What to produce ▸
Instruction for the listing below: copy exactly, and only, the lines from the one holding "Target: reflection of lamp post" through its last line, omitting any picture.

Input data ▸
= = =

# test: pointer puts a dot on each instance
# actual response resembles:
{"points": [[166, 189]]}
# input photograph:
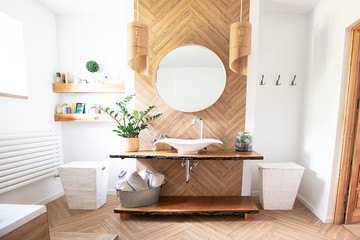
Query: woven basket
{"points": [[130, 144]]}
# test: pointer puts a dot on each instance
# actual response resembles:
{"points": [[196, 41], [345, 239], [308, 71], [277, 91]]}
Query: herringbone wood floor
{"points": [[299, 223]]}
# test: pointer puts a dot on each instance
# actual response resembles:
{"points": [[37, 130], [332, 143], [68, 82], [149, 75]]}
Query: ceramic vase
{"points": [[130, 144]]}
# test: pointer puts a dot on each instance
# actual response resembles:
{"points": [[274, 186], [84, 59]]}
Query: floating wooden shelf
{"points": [[89, 88], [72, 117], [195, 205], [224, 154]]}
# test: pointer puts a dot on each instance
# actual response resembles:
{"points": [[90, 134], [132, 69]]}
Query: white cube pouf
{"points": [[85, 183], [279, 183]]}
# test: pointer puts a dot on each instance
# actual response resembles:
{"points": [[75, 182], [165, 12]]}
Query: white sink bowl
{"points": [[188, 146]]}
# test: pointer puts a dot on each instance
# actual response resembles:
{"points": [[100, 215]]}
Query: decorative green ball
{"points": [[92, 66]]}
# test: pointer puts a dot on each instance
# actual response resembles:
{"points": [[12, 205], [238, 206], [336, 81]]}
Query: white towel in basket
{"points": [[123, 186], [145, 174], [136, 182], [156, 179]]}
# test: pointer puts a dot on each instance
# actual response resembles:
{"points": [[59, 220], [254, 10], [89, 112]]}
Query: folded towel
{"points": [[156, 179], [123, 186], [145, 174], [122, 174], [136, 182]]}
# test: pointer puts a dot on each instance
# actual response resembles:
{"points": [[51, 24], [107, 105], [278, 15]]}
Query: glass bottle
{"points": [[243, 142]]}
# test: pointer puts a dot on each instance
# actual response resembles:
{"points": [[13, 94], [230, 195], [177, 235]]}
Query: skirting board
{"points": [[324, 219], [111, 192]]}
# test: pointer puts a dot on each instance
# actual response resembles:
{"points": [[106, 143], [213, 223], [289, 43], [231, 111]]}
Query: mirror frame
{"points": [[154, 77]]}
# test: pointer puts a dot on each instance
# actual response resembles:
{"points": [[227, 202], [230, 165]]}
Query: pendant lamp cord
{"points": [[240, 10]]}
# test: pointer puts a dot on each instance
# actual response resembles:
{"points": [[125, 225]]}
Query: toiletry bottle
{"points": [[57, 77], [154, 141], [73, 107]]}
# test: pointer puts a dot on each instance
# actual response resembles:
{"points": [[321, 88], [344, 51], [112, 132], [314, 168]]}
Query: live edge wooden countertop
{"points": [[204, 155]]}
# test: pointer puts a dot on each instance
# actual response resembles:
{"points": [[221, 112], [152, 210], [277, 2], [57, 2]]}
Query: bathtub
{"points": [[14, 216]]}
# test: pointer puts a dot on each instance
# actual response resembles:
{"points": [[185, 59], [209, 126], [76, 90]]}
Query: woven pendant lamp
{"points": [[138, 45], [240, 45]]}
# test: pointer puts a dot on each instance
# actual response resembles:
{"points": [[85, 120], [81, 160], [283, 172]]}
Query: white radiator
{"points": [[27, 158]]}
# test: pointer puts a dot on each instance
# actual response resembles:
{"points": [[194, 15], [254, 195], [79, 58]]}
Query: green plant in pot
{"points": [[129, 125], [92, 67]]}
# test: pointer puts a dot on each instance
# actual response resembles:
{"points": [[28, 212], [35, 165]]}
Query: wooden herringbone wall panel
{"points": [[207, 23]]}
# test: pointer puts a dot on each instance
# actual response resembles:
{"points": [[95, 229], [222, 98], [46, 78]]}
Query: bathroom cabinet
{"points": [[191, 205], [86, 88]]}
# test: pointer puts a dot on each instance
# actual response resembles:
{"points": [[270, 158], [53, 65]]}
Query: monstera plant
{"points": [[130, 124], [92, 67]]}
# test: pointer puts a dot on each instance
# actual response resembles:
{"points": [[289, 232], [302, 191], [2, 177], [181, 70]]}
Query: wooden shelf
{"points": [[72, 117], [195, 205], [89, 88], [223, 154]]}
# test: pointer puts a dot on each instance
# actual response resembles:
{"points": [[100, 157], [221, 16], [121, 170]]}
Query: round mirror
{"points": [[190, 78]]}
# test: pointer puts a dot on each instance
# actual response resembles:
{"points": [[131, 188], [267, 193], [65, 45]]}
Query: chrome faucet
{"points": [[201, 125]]}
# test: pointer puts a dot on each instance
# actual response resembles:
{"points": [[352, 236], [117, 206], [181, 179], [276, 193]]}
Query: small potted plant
{"points": [[92, 67], [129, 125]]}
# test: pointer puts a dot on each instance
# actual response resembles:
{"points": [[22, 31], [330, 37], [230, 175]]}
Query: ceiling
{"points": [[72, 7], [287, 6]]}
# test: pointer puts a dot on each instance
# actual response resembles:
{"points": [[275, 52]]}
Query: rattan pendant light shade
{"points": [[138, 45], [240, 45]]}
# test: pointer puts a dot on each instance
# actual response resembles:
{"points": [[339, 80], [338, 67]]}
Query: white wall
{"points": [[101, 38], [281, 51], [251, 90], [36, 113], [324, 102]]}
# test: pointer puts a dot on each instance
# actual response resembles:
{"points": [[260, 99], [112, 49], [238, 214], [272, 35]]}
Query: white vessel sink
{"points": [[188, 146]]}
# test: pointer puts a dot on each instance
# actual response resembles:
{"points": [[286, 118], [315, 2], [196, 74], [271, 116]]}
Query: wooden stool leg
{"points": [[124, 216]]}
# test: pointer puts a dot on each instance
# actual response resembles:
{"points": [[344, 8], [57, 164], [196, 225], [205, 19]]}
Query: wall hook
{"points": [[278, 81], [262, 80], [293, 83]]}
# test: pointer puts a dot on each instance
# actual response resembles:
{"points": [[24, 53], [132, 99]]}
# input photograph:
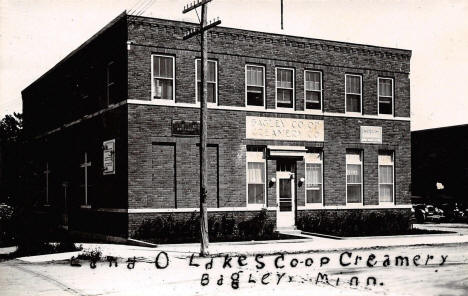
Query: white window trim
{"points": [[321, 93], [216, 84], [393, 184], [378, 97], [264, 89], [346, 94], [163, 101], [313, 205], [253, 156], [108, 83], [362, 181], [293, 88]]}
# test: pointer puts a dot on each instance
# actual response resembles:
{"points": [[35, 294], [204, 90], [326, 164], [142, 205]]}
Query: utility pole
{"points": [[202, 30], [281, 14]]}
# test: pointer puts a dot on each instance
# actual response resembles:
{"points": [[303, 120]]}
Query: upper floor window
{"points": [[255, 85], [162, 80], [211, 79], [385, 95], [313, 164], [256, 185], [353, 93], [110, 83], [353, 177], [284, 88], [313, 90], [386, 177]]}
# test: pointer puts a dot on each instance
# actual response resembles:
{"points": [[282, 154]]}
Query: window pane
{"points": [[254, 76], [313, 100], [354, 193], [314, 196], [353, 84], [162, 89], [385, 106], [284, 98], [162, 67], [385, 174], [313, 81], [254, 96], [284, 78], [256, 193], [353, 103], [353, 173], [385, 87], [313, 174], [386, 193], [256, 172]]}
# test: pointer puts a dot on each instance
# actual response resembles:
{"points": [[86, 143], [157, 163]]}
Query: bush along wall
{"points": [[355, 222], [175, 228]]}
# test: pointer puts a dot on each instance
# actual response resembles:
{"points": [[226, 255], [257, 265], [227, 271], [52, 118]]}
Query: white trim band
{"points": [[256, 109]]}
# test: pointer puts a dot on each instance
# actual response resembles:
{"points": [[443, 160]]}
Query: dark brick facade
{"points": [[157, 171]]}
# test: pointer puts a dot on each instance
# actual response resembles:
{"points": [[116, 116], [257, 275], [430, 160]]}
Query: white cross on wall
{"points": [[47, 172], [85, 165]]}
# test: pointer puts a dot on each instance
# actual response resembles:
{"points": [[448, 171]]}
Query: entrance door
{"points": [[285, 199]]}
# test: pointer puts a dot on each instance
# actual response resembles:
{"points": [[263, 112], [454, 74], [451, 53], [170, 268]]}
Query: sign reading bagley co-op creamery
{"points": [[288, 129], [371, 134]]}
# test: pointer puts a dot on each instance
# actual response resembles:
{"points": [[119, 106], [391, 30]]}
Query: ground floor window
{"points": [[313, 173], [386, 177], [256, 176], [353, 176]]}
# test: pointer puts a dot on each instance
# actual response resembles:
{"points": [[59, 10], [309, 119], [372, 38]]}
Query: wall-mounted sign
{"points": [[371, 134], [289, 129], [185, 128], [109, 157]]}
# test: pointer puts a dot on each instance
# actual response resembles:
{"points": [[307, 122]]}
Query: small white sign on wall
{"points": [[371, 134], [109, 157]]}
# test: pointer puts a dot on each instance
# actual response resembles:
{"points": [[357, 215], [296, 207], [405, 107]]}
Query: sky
{"points": [[37, 34]]}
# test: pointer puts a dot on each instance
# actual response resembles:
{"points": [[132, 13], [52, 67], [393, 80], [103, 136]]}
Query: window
{"points": [[354, 177], [313, 90], [386, 177], [313, 178], [110, 83], [162, 83], [353, 93], [211, 79], [284, 88], [255, 85], [255, 176], [385, 96]]}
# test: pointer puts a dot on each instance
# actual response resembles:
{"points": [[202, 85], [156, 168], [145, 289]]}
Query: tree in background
{"points": [[11, 160]]}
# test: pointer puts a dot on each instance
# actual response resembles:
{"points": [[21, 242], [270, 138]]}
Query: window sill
{"points": [[385, 116], [164, 102], [281, 109], [313, 111], [256, 206]]}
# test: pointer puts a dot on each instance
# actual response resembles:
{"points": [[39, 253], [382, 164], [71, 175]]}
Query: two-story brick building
{"points": [[295, 125]]}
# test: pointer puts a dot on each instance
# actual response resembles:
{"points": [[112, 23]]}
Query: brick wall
{"points": [[233, 49]]}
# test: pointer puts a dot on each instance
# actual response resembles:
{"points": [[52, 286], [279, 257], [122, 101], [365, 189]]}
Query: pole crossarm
{"points": [[194, 5], [194, 32]]}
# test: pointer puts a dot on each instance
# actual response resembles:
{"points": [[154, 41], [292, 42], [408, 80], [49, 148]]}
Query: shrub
{"points": [[167, 229], [91, 254], [355, 222]]}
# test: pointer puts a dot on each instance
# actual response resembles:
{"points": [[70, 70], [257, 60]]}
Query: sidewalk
{"points": [[315, 244]]}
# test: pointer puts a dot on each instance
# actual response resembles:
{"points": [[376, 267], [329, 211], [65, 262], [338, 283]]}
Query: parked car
{"points": [[452, 212], [430, 213]]}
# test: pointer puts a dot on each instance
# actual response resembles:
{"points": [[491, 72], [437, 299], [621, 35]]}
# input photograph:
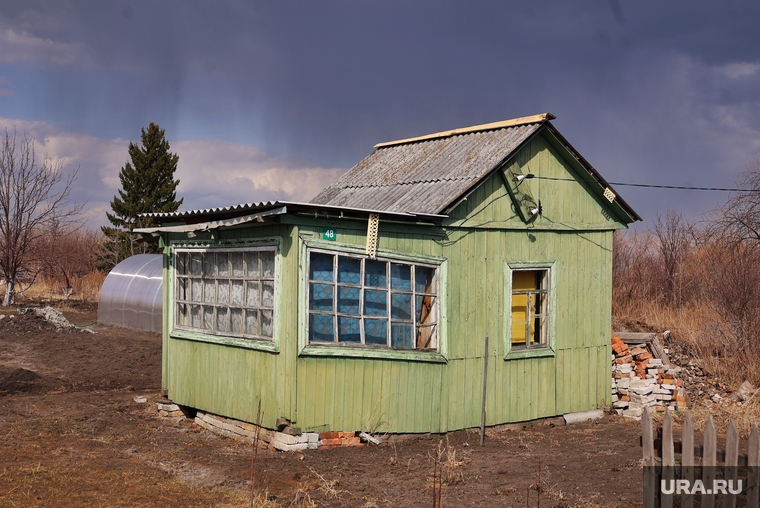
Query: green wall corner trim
{"points": [[372, 353], [259, 345]]}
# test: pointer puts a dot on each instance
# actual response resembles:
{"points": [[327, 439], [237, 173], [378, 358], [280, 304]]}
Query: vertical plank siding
{"points": [[348, 394]]}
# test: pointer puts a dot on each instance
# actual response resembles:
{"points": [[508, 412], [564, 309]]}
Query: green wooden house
{"points": [[368, 307]]}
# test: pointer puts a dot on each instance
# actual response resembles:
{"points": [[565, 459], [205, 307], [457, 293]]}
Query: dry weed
{"points": [[327, 487]]}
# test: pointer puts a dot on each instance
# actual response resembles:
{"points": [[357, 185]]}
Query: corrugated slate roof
{"points": [[418, 178], [424, 175]]}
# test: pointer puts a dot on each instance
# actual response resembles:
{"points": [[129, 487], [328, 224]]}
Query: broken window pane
{"points": [[223, 292], [236, 292], [208, 318], [349, 329], [267, 264], [529, 308], [321, 267], [252, 322], [252, 264], [209, 265], [372, 302], [236, 260], [222, 264], [236, 320]]}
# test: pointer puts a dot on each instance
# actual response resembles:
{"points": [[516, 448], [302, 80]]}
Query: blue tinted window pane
{"points": [[321, 328], [376, 331], [349, 329], [349, 270], [375, 274], [401, 335], [348, 300], [401, 277], [320, 297], [424, 279], [320, 267], [401, 306], [424, 307], [375, 302]]}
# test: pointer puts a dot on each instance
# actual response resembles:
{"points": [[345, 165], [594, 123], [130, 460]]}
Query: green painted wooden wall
{"points": [[574, 233]]}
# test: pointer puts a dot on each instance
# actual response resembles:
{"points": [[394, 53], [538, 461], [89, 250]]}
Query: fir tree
{"points": [[147, 186]]}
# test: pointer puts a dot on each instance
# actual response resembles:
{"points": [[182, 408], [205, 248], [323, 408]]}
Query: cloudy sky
{"points": [[274, 100]]}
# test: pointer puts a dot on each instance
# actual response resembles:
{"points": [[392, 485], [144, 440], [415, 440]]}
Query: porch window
{"points": [[229, 292], [530, 309], [358, 301]]}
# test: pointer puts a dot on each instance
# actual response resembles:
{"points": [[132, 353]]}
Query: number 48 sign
{"points": [[328, 234]]}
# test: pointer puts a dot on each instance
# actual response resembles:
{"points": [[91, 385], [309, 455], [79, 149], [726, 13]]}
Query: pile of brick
{"points": [[287, 439], [640, 380]]}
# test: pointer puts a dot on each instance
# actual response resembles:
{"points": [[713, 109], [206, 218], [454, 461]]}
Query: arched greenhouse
{"points": [[131, 295]]}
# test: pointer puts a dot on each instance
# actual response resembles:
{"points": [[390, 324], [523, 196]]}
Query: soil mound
{"points": [[19, 380], [32, 320]]}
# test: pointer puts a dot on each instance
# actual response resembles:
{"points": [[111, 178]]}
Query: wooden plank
{"points": [[687, 457], [732, 455], [485, 392], [668, 459], [753, 473], [650, 475], [708, 463]]}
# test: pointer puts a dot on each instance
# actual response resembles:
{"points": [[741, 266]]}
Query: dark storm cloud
{"points": [[651, 92]]}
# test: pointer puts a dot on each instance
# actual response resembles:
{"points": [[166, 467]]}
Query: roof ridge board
{"points": [[543, 117], [594, 173], [412, 182]]}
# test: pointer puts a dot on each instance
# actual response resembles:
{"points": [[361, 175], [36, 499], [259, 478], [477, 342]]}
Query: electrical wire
{"points": [[677, 187]]}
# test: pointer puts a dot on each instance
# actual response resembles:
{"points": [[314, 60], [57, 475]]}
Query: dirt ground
{"points": [[72, 434]]}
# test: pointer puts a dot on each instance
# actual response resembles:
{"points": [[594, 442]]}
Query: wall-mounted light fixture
{"points": [[520, 178]]}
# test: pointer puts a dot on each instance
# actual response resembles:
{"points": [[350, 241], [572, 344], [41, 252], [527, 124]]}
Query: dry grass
{"points": [[86, 288], [697, 330]]}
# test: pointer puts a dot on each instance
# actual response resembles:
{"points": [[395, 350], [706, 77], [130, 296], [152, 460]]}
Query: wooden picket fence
{"points": [[666, 448]]}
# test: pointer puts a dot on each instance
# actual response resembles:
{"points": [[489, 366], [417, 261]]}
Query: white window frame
{"points": [[417, 328], [548, 331], [353, 350]]}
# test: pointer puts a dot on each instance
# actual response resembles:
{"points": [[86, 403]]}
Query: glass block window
{"points": [[354, 300], [530, 308], [228, 292]]}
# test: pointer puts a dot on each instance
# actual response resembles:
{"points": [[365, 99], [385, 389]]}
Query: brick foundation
{"points": [[274, 440]]}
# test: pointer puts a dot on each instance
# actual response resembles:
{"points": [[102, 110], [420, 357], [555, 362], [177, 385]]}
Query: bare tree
{"points": [[33, 196], [68, 254], [674, 238], [739, 218]]}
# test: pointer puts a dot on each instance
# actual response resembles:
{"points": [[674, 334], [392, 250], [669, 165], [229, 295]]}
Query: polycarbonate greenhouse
{"points": [[131, 295]]}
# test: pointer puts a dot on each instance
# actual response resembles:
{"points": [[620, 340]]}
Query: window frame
{"points": [[547, 348], [360, 350], [229, 338]]}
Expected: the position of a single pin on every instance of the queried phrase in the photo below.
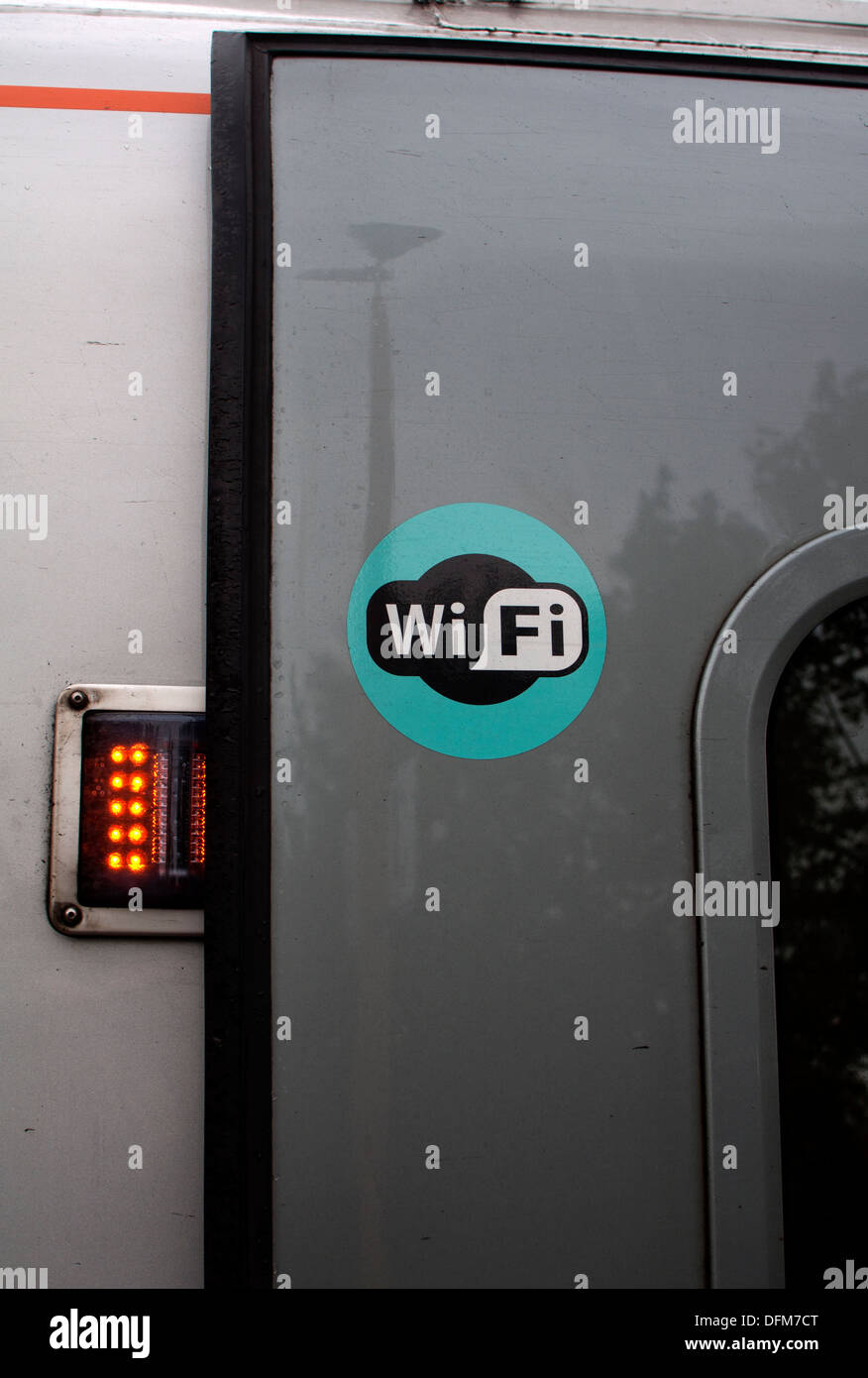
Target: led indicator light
(152, 815)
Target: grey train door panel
(510, 325)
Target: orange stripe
(87, 98)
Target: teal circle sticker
(476, 630)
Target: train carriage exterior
(441, 427)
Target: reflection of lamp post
(383, 243)
(394, 816)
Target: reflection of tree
(820, 827)
(794, 473)
(567, 890)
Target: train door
(499, 335)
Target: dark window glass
(818, 808)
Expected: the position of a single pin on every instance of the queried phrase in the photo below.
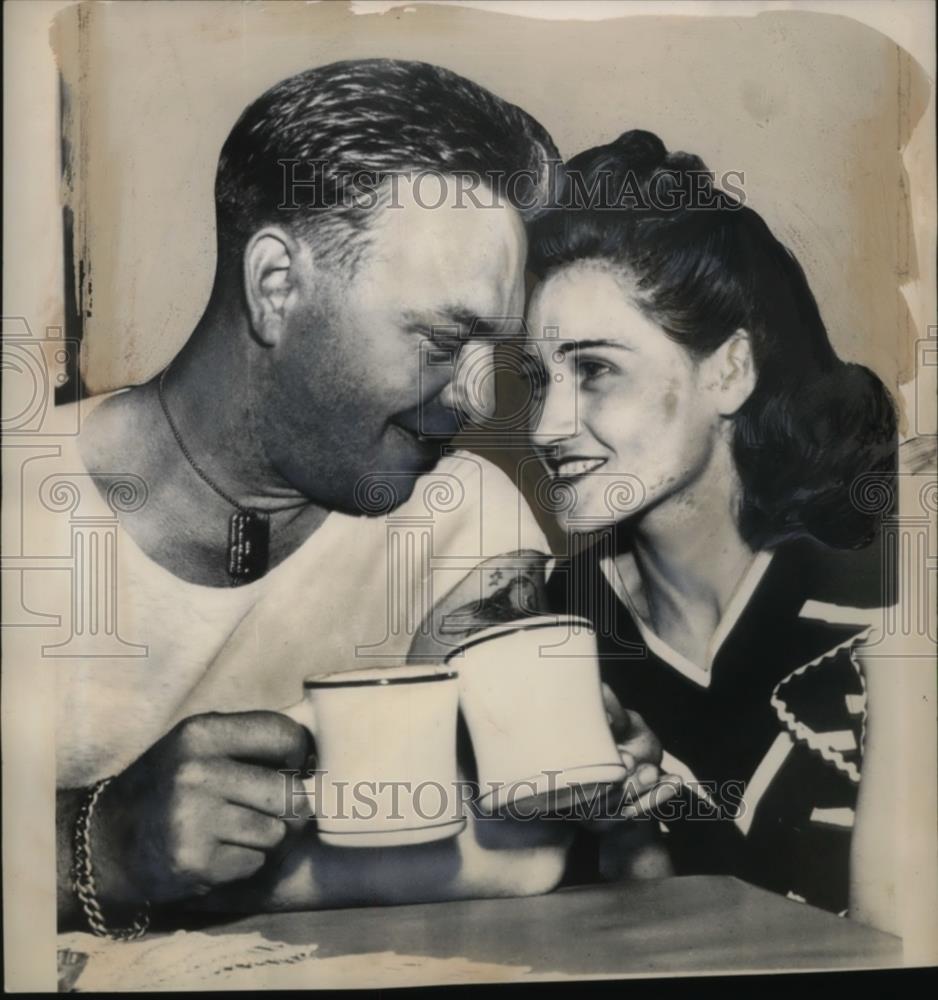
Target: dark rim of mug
(519, 625)
(321, 682)
(394, 830)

= = =

Task solution ▸
Target: reflection of lamp post
(383, 243)
(394, 816)
Target: reflection of tree
(820, 827)
(794, 473)
(567, 890)
Target: train door
(499, 335)
Target: dark window glass
(818, 808)
Expected: the position of a single pin on every instance of the queried phrase in the photo below.
Target: dark rim of mug
(519, 625)
(321, 682)
(394, 830)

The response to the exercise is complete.